STATED TASK:
Copy every line of the records below verbatim, keeping each one on its own line and in its original order.

====

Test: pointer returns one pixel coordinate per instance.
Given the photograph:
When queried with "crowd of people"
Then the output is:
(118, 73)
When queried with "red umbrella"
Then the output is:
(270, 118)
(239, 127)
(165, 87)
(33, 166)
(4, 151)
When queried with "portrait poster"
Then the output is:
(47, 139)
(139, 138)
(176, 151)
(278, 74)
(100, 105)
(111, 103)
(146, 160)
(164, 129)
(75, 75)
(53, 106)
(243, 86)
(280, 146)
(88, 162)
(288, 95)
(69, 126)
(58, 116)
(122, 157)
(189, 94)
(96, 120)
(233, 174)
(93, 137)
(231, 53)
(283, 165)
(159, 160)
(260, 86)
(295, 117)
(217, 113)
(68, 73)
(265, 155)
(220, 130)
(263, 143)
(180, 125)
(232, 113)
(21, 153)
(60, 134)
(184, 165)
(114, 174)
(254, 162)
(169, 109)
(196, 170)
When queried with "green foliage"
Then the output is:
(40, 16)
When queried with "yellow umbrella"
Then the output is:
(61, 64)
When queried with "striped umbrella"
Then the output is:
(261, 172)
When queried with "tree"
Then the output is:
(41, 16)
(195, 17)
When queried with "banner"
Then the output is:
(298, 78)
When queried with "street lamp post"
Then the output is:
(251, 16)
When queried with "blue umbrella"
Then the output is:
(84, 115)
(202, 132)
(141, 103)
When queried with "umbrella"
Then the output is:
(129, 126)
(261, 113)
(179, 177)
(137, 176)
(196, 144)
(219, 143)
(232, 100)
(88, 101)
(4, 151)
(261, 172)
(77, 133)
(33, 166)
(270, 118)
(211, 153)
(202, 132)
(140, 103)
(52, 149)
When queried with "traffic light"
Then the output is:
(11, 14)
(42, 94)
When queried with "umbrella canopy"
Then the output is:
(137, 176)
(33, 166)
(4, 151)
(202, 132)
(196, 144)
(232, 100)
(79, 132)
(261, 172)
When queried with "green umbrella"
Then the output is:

====

RESPONSE TO THIS TASK:
Test: pointer returns one pixel coordinate per instance.
Given the photograph:
When queried with "crowd of people"
Then the output is:
(118, 73)
When queried with "red umbrella"
Then the output is:
(270, 118)
(239, 127)
(165, 87)
(33, 166)
(4, 151)
When queried with "portrait poster"
Then the output is:
(47, 139)
(139, 138)
(176, 151)
(278, 74)
(100, 105)
(111, 103)
(146, 160)
(164, 129)
(75, 75)
(53, 106)
(243, 86)
(280, 146)
(88, 162)
(288, 95)
(69, 126)
(58, 116)
(122, 157)
(189, 94)
(96, 120)
(233, 174)
(93, 137)
(231, 53)
(283, 165)
(159, 160)
(260, 86)
(295, 117)
(217, 113)
(68, 73)
(265, 155)
(220, 130)
(263, 143)
(180, 125)
(232, 113)
(21, 153)
(60, 134)
(184, 165)
(114, 174)
(254, 162)
(169, 109)
(196, 170)
When queried with "green foliage"
Then the output is:
(40, 16)
When queried with "yellow umbrella"
Then the output is:
(61, 64)
When queried with "striped umbrella"
Then the output is:
(261, 172)
When queried with "tree"
Then the output is:
(41, 16)
(195, 17)
When queried with "banner"
Then the output is:
(298, 78)
When queried with "street lamp post"
Then the output is:
(251, 16)
When queried with "blue umbrella"
Then the output is:
(84, 115)
(202, 132)
(141, 103)
When queried with "umbrella"
Then the output is:
(129, 126)
(261, 113)
(179, 177)
(137, 176)
(196, 144)
(219, 143)
(232, 100)
(88, 101)
(4, 151)
(261, 172)
(77, 133)
(33, 166)
(270, 118)
(211, 153)
(202, 132)
(140, 103)
(52, 149)
When queried with "traffic light"
Then the output is:
(11, 14)
(42, 94)
When queried with "umbrella canopy"
Then the output is:
(137, 176)
(33, 166)
(4, 151)
(202, 132)
(196, 144)
(232, 100)
(79, 132)
(261, 172)
When queried with "green umbrella"
Then the output is:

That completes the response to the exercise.